- Senate Democratic negotiations on a tax break for well-off Americans are faltering.
- Bernie Sanders and Robert Menendez disagree on where to set income thresholds for SALT relief.
- Many Democrats are uneasy with the benefit since it typically goes to households earning six figures or more.
A major fight is brewing among Senate Democrats that will determine which well-off Americans receive a tax cut in President Joe Biden’s $US2 ($AU3) trillion social spending plan.
In recent weeks, Sen. Bernie Sanders of Vermont and Sen. Bob Menendez of New Jersey teamed up to map out a proposal to provide relief from the $US10,000 ($AU13,996) cap on the state and local taxes taxpayers are able to deduct from their federal bill (SALT). Despite Democratic pledges to tax the rich, it’s bound to scale back tax increases on wealthier households. Many Democrats are uneasy with the measure and it has exposed them to intense Republican attacks that Biden is handing blue-state millionaires a hefty tax break.

_Stated exercise A_
Reproduce, word for word, the stretch of the article on SALT relief from "- Senate Democratic" through "figures or more.".

Excerpts from a detection dataset:

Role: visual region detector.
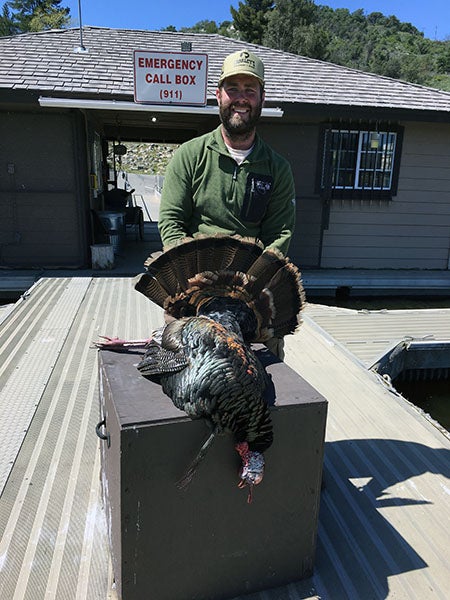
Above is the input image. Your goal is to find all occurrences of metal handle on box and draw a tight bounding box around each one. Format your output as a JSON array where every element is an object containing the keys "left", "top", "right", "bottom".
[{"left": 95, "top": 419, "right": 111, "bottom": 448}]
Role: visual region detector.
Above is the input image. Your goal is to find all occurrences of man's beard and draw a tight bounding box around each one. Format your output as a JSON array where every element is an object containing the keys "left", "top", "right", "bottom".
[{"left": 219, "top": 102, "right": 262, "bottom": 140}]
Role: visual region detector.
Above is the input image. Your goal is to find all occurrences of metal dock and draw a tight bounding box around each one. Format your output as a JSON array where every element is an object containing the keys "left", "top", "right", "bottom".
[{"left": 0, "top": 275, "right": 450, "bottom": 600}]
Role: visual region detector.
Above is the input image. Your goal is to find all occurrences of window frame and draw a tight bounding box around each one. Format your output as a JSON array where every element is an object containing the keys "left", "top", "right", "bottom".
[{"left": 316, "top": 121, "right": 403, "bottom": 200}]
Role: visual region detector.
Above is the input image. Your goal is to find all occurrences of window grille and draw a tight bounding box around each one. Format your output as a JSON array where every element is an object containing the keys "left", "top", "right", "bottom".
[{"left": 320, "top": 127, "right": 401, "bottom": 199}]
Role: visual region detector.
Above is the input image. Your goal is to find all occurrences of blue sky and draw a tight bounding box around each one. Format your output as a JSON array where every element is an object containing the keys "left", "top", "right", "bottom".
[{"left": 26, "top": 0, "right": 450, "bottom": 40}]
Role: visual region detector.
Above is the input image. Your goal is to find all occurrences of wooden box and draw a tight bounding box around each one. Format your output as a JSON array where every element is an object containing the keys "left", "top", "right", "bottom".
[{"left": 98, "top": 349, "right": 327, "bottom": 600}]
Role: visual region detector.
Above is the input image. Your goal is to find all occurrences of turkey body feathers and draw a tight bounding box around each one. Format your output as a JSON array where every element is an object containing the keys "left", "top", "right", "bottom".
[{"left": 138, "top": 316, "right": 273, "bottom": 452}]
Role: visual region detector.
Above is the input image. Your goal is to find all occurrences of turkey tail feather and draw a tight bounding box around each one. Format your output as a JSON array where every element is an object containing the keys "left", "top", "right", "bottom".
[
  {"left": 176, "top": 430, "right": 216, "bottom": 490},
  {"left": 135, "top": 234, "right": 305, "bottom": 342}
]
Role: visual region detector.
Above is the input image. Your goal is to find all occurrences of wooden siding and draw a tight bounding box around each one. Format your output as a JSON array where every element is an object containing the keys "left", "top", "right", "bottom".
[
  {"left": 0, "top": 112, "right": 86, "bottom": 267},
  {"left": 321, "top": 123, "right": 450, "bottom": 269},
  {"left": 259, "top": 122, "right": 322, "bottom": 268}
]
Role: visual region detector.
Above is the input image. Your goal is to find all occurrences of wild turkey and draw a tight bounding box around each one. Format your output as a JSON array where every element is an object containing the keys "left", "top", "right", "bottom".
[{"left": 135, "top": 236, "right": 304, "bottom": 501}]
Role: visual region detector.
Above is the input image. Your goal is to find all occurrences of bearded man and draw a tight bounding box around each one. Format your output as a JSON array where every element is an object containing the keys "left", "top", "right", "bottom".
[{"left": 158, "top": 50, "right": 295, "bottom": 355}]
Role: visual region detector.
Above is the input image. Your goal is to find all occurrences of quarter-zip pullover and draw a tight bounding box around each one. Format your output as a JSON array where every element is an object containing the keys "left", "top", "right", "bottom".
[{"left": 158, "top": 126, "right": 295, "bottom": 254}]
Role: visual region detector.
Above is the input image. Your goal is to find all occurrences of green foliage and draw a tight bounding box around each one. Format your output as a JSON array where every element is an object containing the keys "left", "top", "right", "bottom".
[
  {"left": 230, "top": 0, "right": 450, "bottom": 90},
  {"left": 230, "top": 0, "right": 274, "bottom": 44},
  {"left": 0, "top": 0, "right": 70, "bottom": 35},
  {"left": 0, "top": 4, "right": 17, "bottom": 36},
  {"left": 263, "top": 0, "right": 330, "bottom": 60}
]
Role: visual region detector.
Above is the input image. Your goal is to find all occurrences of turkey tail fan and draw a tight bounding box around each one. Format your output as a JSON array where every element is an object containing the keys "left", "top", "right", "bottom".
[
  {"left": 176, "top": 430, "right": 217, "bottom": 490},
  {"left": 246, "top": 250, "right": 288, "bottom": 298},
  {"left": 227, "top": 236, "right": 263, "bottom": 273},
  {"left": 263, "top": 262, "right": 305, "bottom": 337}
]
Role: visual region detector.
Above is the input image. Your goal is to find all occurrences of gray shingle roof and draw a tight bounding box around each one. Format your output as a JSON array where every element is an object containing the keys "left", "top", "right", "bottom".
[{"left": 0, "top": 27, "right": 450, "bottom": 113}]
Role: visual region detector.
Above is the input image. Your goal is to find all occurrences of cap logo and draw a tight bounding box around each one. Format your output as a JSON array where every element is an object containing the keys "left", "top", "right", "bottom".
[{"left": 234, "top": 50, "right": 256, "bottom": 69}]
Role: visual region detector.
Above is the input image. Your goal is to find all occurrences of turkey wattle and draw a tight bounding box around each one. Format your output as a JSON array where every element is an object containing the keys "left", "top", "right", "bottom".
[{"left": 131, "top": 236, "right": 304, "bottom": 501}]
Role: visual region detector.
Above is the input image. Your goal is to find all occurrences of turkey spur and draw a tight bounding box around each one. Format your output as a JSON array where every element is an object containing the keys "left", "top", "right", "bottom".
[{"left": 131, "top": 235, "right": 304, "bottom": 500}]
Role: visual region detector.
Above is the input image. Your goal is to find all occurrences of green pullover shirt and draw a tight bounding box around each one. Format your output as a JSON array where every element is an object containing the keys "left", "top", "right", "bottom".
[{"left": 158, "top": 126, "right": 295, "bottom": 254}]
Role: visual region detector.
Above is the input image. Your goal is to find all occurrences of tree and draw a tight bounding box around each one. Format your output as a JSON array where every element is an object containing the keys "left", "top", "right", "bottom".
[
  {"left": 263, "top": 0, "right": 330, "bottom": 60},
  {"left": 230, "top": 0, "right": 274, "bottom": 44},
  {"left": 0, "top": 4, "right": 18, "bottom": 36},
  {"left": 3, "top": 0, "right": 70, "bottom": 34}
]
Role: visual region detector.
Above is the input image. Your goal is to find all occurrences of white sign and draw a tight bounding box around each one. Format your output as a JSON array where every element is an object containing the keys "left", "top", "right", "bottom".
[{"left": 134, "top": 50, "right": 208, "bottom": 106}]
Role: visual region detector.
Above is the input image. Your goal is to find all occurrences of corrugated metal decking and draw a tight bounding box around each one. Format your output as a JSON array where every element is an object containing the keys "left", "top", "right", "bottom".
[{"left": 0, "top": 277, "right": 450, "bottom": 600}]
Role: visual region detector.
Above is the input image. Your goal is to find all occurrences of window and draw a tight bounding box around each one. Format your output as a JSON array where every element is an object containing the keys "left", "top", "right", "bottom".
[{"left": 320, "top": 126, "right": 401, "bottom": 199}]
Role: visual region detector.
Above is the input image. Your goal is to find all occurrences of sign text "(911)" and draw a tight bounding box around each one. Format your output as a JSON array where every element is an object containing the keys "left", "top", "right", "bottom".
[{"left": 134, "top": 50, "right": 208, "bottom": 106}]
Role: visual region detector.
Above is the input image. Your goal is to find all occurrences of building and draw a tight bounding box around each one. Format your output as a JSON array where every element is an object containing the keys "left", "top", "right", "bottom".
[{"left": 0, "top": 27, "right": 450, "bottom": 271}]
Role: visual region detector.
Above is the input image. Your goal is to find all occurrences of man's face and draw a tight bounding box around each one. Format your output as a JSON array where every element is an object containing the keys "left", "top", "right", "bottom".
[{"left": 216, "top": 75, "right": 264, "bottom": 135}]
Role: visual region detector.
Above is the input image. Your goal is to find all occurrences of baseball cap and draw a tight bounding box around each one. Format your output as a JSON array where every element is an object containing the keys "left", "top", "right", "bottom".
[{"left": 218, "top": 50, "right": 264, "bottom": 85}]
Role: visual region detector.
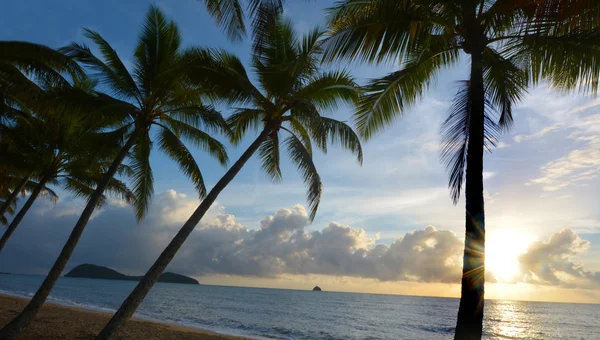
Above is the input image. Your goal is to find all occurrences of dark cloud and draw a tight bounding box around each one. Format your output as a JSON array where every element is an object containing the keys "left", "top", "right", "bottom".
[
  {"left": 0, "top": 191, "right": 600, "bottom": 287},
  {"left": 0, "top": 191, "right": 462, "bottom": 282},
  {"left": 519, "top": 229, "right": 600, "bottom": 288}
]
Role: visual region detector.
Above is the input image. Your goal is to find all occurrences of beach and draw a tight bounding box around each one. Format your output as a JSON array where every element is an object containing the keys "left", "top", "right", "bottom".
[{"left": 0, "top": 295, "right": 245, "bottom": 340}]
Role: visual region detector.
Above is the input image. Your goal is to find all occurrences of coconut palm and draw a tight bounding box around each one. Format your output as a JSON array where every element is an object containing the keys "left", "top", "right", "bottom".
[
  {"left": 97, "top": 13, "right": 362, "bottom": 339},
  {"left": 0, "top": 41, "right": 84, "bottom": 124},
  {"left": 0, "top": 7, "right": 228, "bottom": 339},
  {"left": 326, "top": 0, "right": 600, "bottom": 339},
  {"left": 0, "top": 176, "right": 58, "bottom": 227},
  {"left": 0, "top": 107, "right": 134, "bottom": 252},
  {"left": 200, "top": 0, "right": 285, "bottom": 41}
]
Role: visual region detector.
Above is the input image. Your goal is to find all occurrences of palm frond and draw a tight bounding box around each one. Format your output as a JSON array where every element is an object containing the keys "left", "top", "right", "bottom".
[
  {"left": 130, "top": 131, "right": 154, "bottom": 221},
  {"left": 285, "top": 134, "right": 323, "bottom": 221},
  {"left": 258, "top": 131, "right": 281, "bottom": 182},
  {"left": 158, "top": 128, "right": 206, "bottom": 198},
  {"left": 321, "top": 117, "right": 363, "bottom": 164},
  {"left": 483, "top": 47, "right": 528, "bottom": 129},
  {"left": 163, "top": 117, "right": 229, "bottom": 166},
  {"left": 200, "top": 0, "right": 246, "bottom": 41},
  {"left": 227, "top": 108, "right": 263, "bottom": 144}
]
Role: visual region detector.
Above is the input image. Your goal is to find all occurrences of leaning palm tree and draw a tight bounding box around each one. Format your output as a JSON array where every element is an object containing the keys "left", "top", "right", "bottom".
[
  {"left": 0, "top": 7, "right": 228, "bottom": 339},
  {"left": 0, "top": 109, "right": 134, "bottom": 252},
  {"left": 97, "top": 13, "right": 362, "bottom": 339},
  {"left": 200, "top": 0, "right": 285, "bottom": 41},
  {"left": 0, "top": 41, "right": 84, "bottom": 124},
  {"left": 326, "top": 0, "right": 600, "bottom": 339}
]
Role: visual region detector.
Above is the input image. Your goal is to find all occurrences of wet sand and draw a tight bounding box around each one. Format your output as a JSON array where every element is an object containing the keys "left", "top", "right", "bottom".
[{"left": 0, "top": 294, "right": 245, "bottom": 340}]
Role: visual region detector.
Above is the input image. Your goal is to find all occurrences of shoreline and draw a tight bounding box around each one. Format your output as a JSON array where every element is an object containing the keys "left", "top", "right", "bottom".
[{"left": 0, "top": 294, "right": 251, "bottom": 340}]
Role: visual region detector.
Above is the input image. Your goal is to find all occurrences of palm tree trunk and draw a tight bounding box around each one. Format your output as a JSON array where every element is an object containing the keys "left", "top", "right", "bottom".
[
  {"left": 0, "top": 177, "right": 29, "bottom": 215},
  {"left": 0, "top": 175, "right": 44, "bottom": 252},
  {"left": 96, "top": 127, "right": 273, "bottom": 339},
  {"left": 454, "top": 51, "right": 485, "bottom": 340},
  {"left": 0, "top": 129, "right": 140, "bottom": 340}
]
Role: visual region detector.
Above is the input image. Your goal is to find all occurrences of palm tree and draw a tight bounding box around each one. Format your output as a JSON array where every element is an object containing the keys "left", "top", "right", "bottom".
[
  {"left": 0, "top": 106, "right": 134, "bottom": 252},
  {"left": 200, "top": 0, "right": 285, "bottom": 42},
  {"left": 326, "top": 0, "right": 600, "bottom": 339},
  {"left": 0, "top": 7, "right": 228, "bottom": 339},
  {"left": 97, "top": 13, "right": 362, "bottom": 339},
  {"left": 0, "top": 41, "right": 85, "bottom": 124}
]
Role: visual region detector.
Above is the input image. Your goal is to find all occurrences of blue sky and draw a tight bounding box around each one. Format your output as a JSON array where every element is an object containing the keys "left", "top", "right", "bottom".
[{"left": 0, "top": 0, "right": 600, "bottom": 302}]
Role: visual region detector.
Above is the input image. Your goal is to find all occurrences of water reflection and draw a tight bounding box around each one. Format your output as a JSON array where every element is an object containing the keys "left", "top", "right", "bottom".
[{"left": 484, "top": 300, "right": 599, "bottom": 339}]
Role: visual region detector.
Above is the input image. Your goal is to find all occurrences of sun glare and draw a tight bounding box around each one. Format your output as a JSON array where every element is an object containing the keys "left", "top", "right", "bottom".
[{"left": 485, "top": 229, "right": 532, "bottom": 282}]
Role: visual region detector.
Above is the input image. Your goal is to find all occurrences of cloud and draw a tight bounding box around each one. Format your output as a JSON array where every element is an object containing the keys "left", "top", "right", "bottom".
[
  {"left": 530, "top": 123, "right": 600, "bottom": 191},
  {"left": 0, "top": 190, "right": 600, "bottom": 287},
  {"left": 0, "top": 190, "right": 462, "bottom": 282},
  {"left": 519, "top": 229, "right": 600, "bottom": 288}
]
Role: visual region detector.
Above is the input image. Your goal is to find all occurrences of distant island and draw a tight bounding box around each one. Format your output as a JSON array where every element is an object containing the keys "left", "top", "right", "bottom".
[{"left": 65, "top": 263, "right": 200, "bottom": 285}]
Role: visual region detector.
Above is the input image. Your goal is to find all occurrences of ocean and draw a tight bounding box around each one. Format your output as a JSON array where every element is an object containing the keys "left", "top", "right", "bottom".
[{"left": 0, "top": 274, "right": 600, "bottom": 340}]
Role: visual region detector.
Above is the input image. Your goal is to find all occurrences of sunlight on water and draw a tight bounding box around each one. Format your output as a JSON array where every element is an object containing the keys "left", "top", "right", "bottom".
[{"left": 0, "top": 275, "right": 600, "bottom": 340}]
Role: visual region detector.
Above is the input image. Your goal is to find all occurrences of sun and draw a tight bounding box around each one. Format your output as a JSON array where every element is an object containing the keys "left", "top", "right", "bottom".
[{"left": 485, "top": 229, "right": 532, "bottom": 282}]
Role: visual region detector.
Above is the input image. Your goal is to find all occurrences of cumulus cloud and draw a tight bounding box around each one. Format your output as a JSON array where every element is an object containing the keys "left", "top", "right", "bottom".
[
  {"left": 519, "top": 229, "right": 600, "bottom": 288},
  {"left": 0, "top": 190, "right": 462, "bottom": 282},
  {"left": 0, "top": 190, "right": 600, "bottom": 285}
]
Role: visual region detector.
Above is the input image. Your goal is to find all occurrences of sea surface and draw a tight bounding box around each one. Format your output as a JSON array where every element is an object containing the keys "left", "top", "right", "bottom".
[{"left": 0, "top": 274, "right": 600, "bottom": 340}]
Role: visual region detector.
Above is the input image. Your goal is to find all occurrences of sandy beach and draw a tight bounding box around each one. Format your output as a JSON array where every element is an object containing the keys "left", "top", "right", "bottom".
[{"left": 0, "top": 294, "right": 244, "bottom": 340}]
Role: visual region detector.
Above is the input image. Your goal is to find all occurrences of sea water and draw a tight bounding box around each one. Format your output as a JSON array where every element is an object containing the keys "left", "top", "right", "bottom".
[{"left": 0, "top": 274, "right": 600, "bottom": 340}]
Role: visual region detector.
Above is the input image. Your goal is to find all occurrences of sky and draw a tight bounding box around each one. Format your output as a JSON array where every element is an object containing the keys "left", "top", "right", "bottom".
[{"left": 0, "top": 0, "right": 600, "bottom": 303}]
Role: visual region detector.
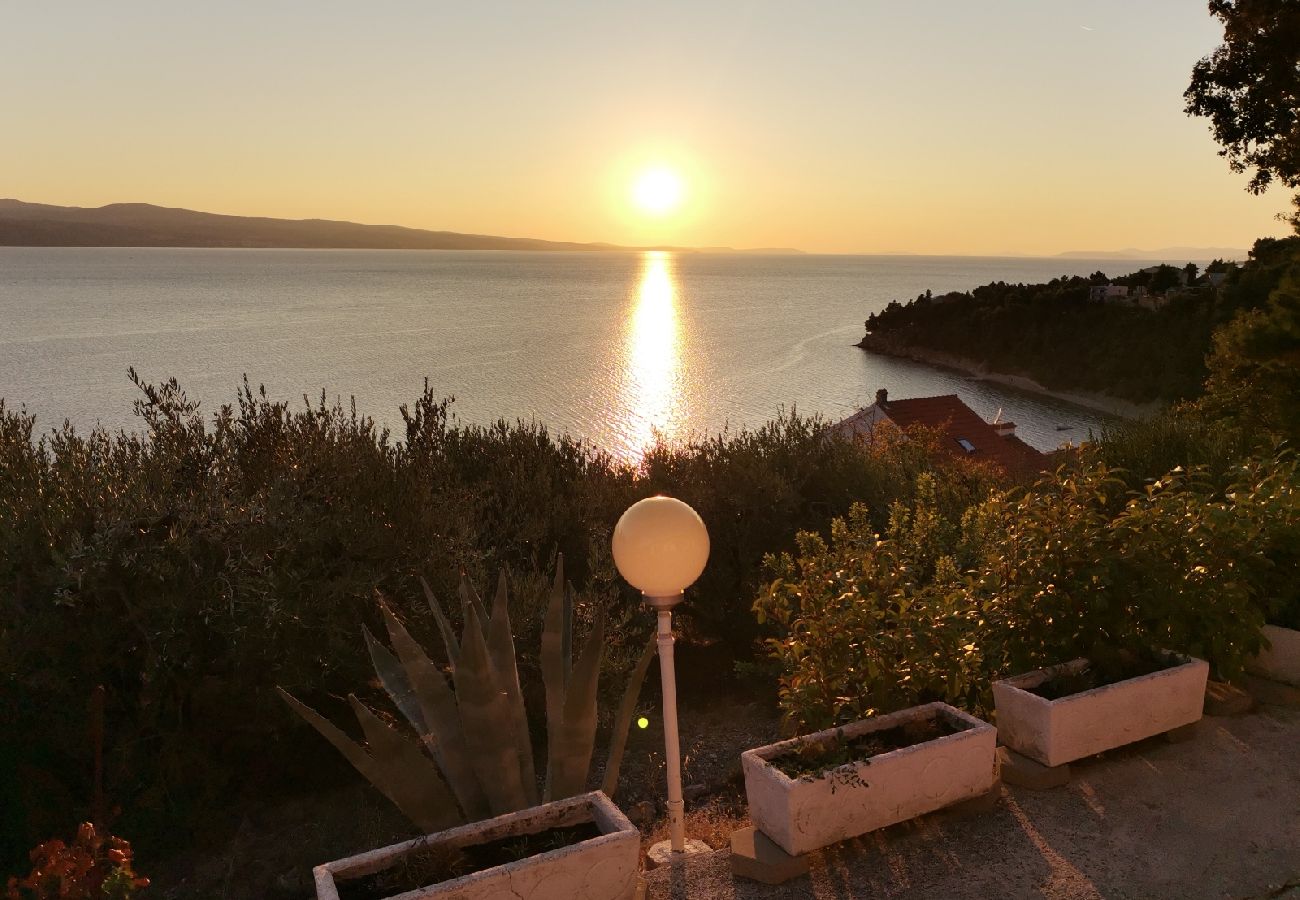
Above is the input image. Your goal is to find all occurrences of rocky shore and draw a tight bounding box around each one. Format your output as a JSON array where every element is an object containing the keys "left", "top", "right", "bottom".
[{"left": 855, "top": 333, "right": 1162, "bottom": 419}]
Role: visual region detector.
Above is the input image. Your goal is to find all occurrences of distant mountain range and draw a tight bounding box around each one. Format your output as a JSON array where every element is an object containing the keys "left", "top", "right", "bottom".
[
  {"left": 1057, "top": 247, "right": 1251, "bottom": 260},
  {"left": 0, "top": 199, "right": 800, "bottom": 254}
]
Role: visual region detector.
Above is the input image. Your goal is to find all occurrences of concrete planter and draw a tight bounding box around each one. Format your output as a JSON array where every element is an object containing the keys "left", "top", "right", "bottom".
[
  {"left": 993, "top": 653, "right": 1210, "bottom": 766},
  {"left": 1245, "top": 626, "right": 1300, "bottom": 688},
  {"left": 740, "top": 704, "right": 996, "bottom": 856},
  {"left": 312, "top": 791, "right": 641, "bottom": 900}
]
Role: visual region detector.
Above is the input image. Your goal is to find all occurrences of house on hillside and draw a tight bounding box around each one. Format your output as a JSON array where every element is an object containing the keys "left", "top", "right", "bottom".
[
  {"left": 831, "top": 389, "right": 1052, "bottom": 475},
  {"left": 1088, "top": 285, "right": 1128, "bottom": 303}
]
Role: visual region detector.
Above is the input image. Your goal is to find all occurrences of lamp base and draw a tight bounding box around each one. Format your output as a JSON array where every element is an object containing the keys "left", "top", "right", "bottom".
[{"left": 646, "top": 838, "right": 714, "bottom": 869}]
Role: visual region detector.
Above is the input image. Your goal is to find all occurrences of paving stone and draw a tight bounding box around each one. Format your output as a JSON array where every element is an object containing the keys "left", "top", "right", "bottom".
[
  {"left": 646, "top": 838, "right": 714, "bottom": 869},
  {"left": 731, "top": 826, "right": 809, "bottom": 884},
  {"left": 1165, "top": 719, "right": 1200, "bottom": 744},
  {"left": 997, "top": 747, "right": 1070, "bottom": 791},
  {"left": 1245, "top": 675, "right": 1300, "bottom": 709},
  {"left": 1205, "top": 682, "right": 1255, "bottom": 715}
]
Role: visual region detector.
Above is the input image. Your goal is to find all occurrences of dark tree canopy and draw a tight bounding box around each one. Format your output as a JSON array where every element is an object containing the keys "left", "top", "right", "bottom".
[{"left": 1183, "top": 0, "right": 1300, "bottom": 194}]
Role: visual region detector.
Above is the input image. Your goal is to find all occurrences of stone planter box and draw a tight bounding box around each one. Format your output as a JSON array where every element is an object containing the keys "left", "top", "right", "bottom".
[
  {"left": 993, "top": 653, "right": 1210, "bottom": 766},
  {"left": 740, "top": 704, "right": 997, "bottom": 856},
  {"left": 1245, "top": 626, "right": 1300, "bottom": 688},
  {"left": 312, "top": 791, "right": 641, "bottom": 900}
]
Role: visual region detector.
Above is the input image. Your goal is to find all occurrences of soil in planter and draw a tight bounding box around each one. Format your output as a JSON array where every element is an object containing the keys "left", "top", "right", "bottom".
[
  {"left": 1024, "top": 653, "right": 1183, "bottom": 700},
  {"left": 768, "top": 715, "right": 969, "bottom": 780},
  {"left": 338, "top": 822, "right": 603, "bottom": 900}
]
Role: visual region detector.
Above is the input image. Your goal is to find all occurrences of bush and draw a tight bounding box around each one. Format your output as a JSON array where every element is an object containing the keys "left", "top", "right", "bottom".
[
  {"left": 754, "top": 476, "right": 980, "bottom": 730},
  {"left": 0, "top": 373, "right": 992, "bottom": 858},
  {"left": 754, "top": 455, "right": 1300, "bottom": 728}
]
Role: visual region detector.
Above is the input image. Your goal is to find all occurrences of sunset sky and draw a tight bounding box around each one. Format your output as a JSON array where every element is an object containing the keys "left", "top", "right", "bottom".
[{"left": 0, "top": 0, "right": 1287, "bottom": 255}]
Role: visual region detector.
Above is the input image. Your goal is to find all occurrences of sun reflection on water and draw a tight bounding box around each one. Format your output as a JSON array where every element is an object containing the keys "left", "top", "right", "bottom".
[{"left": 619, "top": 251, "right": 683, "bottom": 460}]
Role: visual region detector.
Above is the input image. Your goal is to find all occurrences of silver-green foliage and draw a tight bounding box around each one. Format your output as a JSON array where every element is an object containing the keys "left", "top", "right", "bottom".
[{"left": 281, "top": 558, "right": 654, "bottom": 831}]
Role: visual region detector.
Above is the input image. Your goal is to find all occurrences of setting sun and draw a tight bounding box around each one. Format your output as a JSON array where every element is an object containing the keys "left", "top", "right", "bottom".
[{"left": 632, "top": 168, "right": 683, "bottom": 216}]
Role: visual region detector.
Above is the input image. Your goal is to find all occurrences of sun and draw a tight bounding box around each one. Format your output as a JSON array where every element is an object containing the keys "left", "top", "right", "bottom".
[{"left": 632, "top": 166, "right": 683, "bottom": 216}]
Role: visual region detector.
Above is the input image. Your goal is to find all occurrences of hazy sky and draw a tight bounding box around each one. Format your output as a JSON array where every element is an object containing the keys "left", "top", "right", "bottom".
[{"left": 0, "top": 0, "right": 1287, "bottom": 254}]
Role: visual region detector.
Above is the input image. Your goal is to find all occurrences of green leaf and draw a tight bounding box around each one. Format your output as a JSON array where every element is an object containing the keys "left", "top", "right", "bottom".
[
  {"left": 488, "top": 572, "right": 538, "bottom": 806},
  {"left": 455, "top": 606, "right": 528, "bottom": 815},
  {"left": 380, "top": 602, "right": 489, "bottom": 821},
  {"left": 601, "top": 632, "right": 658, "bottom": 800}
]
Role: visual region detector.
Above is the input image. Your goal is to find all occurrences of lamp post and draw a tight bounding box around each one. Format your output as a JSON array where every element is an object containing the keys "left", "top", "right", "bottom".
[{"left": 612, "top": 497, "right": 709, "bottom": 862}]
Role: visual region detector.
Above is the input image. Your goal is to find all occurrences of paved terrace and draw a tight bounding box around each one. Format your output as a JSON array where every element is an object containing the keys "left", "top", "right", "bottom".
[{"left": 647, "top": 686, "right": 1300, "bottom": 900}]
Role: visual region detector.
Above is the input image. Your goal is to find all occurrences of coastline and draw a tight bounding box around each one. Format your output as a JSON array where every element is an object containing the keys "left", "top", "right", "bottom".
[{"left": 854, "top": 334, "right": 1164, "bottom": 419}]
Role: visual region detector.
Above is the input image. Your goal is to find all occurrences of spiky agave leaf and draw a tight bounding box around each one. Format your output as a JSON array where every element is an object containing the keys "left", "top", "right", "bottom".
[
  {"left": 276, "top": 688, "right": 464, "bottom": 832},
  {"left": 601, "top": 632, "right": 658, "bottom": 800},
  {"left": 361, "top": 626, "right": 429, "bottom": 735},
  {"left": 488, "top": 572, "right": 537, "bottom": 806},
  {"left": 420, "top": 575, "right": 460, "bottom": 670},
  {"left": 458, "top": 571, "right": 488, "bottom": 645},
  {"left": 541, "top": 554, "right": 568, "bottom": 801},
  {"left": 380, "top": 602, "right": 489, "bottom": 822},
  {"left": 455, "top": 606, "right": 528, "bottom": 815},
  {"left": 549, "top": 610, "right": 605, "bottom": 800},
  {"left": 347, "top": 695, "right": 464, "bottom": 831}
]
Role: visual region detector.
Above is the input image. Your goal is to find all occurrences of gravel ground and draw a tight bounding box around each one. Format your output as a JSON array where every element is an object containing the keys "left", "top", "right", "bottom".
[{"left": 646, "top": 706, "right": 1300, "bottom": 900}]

_Stated exercise B_
Locate every line in the entries that contains the string "agave" with matching case, and copy each such line in full.

_Complete response A_
- Senate Democratic negotiations on a tax break for well-off Americans are faltering.
- Bernie Sanders and Robert Menendez disagree on where to set income thresholds for SALT relief.
- Many Democrats are uneasy with the benefit since it typically goes to households earning six figures or more.

_Complete response B_
Above is the input image. Your goal is to find all occurrences of spiky agave leaf and draw a tight bounding box around each one. Format your output as a JSON array where every element is an object containing the keys "left", "top", "right", "bottom".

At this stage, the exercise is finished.